> [Direction]
Find the line containing "Note to the class: indicate the hardwood". Retype it and every line after it through the end of the entries, exactly as written, with nothing added.

(Items listed in a dataset)
>> begin
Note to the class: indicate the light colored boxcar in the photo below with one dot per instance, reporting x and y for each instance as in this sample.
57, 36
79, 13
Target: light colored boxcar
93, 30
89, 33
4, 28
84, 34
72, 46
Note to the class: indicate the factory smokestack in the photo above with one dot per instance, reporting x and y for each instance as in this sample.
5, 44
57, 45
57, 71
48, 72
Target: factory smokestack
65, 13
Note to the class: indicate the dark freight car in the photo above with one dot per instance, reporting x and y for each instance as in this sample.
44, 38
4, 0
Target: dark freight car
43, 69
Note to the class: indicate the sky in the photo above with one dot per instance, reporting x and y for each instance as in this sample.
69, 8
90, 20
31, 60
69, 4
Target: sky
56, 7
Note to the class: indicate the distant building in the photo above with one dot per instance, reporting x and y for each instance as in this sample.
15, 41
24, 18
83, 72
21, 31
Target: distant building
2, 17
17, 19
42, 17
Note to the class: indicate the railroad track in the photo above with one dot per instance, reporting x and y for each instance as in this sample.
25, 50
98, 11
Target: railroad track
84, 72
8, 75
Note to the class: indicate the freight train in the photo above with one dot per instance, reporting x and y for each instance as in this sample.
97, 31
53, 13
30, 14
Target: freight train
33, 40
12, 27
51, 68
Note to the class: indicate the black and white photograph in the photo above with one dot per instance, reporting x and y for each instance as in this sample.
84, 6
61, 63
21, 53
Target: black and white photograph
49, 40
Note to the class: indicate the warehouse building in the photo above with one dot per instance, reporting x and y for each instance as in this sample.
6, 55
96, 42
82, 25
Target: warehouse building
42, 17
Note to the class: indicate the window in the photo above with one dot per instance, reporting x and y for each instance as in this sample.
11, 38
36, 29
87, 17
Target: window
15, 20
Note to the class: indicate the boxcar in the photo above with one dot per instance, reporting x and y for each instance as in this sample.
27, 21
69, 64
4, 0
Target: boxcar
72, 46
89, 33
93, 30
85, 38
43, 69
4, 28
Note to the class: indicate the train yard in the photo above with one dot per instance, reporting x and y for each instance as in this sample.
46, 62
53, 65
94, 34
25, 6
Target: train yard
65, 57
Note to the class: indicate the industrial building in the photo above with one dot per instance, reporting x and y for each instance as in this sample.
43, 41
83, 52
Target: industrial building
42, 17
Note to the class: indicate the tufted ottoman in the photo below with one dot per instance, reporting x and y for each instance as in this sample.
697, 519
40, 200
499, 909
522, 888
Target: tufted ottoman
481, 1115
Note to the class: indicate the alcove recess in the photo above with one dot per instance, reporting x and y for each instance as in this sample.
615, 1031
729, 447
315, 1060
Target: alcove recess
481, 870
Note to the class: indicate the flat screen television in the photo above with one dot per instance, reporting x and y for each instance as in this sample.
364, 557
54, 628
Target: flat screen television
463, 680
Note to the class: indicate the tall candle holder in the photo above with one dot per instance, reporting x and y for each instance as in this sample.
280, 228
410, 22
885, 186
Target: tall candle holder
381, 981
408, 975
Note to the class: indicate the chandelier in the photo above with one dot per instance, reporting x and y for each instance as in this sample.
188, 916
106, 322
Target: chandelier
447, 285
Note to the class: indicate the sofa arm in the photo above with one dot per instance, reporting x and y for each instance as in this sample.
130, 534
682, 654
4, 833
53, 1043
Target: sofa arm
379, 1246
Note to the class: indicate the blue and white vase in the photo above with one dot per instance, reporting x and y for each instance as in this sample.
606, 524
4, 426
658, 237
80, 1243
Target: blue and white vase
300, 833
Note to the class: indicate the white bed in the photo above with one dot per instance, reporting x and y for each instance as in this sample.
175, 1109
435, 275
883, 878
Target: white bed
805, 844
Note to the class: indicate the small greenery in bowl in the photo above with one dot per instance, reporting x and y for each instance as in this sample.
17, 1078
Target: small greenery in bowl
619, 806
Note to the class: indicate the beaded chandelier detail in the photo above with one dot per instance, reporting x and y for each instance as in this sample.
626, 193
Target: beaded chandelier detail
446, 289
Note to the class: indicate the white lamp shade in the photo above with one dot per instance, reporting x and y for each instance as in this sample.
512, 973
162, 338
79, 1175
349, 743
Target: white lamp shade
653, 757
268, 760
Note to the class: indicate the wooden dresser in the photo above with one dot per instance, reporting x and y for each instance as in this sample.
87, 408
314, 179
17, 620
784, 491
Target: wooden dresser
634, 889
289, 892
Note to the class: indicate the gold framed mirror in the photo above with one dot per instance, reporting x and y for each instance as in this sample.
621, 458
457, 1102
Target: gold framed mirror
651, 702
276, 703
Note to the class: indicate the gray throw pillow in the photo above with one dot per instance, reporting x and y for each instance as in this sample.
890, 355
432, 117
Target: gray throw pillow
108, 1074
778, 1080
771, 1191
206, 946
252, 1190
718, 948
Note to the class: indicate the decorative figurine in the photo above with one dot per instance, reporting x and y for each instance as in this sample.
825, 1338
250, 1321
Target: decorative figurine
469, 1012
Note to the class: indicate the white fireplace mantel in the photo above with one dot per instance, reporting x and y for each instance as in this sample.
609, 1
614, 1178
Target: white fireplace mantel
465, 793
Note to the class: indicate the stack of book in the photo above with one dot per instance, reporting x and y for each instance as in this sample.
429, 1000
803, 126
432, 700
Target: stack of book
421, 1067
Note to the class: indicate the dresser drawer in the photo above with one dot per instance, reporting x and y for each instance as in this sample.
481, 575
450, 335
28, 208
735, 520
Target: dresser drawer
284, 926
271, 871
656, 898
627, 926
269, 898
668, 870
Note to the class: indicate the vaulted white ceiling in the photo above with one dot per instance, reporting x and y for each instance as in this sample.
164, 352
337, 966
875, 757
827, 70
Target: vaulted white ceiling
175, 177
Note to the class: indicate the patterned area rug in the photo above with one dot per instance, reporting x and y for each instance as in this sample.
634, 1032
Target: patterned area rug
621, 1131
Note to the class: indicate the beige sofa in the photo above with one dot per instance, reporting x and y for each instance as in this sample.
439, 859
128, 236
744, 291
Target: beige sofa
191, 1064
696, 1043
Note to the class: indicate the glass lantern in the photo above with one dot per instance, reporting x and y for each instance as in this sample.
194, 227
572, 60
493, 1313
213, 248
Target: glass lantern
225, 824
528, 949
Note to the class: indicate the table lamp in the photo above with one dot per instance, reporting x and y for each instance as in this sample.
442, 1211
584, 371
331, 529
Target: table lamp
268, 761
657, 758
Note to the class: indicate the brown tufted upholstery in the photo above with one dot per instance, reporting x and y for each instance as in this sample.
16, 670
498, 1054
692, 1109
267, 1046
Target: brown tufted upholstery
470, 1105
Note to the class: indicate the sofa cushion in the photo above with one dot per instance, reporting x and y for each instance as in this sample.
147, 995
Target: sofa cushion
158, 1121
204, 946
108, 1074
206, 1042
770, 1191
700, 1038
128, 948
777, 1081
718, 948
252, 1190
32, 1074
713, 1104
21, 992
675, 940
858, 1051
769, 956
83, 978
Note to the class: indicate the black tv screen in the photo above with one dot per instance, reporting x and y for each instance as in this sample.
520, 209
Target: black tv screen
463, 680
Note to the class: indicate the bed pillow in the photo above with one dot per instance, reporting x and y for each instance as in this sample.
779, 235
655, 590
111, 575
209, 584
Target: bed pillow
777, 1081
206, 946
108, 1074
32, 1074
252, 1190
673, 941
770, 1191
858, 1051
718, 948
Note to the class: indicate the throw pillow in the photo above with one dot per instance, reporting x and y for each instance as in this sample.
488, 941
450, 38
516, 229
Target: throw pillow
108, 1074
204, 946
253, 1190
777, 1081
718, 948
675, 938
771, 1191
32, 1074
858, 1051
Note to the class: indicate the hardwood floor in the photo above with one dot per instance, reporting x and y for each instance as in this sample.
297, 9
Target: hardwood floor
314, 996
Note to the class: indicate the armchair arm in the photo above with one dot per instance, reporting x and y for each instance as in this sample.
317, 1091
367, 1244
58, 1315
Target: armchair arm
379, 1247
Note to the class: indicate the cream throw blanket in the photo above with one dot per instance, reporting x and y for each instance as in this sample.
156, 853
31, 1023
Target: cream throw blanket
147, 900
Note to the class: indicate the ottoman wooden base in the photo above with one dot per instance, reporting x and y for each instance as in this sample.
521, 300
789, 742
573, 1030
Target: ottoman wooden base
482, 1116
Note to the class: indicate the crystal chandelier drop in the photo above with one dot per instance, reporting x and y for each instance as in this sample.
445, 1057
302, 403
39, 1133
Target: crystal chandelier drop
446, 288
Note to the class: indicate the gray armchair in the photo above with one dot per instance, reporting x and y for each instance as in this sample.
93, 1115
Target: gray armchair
>> end
> [Solution to the exercise]
Note to the class: indicate the hardwood floor in the photo above with one dot per instance, reporting x and y for each instance as in this sample.
297, 9
Target: hardwood floor
314, 996
Note to the class: indicate the armchair arm in the photo above with one dot per instance, reporting x and y for each instance as in this sample.
317, 1091
367, 1244
58, 1315
Target: armchair arm
379, 1247
Note to the class: indicate the cream throw blanket in the photo above with one dot per instance, reporting x and y for each instance as in this sample.
156, 853
31, 1023
Target: cream throw blanket
147, 900
Note to the class: indicate the ottoman wooden base in the photo above with one dot per instance, reporting x and y for each instance as in this sample.
521, 300
789, 742
573, 1030
Target: ottoman wooden base
482, 1116
Note to the class: indicate the crystal chandelier drop in the photo above with one dot per instance, reporting x and y for each instance as in this sample.
445, 1057
302, 403
39, 1133
Target: crystal chandelier drop
446, 288
Note to the class: indicate the gray armchair in the photo above with one dot per instance, reporting x and y for each instance as in this sample.
93, 1115
Target: gray armchair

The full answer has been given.